(Lesetext)
>>>
Schulte im Walde, Christoph

Die Kids von der Bläserbande

Neues Material für den Bläserklassenunterricht im dritten und vierten Grundschuljahr

Rubrik: Aufsatz
erschienen in: üben & musizieren 2/2010 , Seite 49

Big Beat hat selbstverständlich einen Taktstock in der Hand – weil er nun mal der Boss ist und den Ton angibt. Puste Jan trägt ein Basecap und wie sein Name schon andeutet, ist er zuständig für alles, was mit Luft und Atmung zu tun hat. In der Mucki­bude hat Schiebe Max das Sagen. Als Posaunist kennt er sich nämlich bestens damit aus, was der Lippen- und Gesichtsmuskulatur gut tut, während die Coole Klara stets ihre feinen Ohren offen hält und sich darum kümmert, dass im Orchester alle sauber spielen. Und dann sind da noch Brumm Ede, Power Kati, Saxo Tine und Triller Liese – alles in allem also acht putzmuntere Kids in einer echt starken Gruppe.
<<<
(Datenteil)
>>>
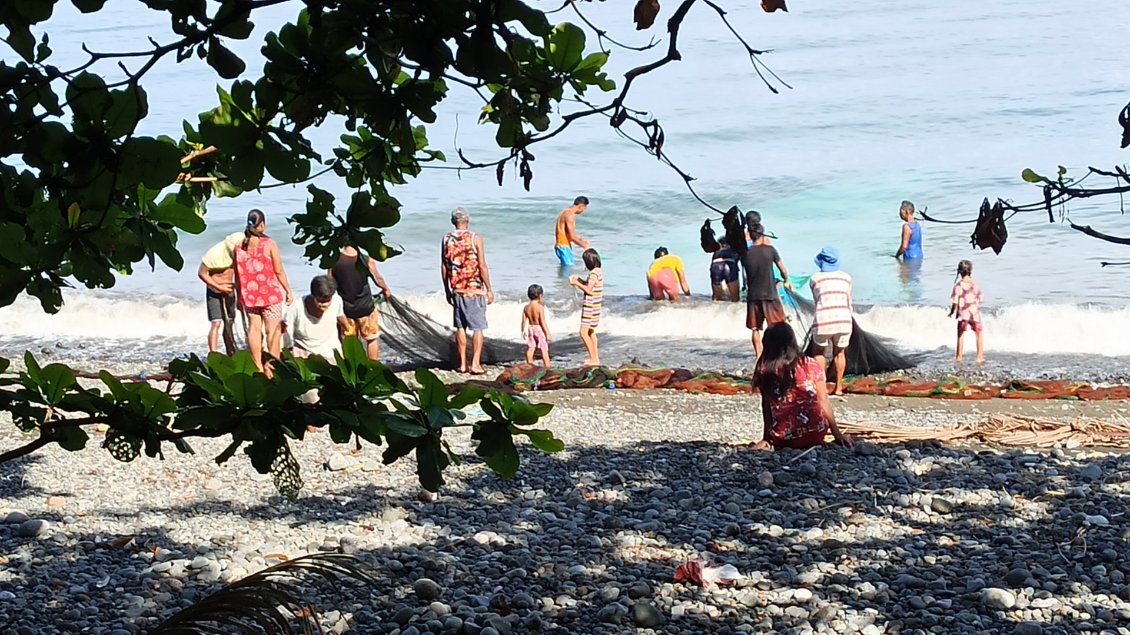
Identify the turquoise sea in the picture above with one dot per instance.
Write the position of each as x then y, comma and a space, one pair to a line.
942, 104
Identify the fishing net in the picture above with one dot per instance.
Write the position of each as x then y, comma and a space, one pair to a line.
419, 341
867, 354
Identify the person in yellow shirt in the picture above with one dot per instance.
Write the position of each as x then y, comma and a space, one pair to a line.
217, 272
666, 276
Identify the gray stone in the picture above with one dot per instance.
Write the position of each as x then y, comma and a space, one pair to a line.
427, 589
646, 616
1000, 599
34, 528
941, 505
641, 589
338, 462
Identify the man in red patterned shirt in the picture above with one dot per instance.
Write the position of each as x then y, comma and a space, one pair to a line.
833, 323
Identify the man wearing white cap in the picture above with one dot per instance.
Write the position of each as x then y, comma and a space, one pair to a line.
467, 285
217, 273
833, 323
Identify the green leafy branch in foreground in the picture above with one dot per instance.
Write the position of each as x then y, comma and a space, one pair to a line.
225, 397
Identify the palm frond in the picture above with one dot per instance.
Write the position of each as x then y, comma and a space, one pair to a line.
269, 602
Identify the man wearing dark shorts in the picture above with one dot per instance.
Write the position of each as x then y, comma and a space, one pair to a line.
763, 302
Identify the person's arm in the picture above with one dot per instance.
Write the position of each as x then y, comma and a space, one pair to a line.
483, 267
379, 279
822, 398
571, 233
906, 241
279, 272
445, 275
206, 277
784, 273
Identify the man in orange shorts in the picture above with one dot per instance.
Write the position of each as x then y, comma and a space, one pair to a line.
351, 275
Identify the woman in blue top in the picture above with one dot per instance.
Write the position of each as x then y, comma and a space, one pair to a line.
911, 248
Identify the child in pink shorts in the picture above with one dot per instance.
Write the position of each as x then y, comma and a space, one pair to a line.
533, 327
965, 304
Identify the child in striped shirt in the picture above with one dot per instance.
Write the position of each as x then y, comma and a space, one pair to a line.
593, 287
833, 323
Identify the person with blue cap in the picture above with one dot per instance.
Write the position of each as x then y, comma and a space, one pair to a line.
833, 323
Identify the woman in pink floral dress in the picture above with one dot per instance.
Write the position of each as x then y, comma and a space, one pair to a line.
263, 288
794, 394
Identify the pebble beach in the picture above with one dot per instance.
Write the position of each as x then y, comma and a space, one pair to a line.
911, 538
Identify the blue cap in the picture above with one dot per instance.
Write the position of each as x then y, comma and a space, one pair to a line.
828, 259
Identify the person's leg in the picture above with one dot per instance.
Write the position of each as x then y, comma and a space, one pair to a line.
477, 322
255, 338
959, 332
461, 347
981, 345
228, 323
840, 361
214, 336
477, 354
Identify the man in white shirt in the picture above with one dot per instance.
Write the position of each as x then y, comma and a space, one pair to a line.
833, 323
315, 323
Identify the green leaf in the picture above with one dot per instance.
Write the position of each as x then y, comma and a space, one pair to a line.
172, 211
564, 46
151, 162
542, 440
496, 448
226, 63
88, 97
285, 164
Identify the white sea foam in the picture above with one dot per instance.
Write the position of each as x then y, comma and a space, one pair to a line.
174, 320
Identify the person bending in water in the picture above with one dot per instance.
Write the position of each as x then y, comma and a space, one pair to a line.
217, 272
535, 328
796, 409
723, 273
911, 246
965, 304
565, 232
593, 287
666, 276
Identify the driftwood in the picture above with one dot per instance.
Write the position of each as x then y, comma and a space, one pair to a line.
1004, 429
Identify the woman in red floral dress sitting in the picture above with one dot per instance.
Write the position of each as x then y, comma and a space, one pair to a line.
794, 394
<<<
(Aufgabe) Gib den Lesetext über die Bläserbande vollständig und wortgetreu wieder. Die Einträge stammen aus einer anderen Quelle.

(Lösung)
Schulte im Walde, Christoph

Die Kids von der Bläserbande

Neues Material für den Bläserklassenunterricht im dritten und vierten Grundschuljahr

Rubrik: Aufsatz
erschienen in: üben & musizieren 2/2010 , Seite 49

Big Beat hat selbstverständlich einen Taktstock in der Hand – weil er nun mal der Boss ist und den Ton angibt. Puste Jan trägt ein Basecap und wie sein Name schon andeutet, ist er zuständig für alles, was mit Luft und Atmung zu tun hat. In der Mucki­bude hat Schiebe Max das Sagen. Als Posaunist kennt er sich nämlich bestens damit aus, was der Lippen- und Gesichtsmuskulatur gut tut, während die Coole Klara stets ihre feinen Ohren offen hält und sich darum kümmert, dass im Orchester alle sauber spielen. Und dann sind da noch Brumm Ede, Power Kati, Saxo Tine und Triller Liese – alles in allem also acht putzmuntere Kids in einer echt starken Gruppe.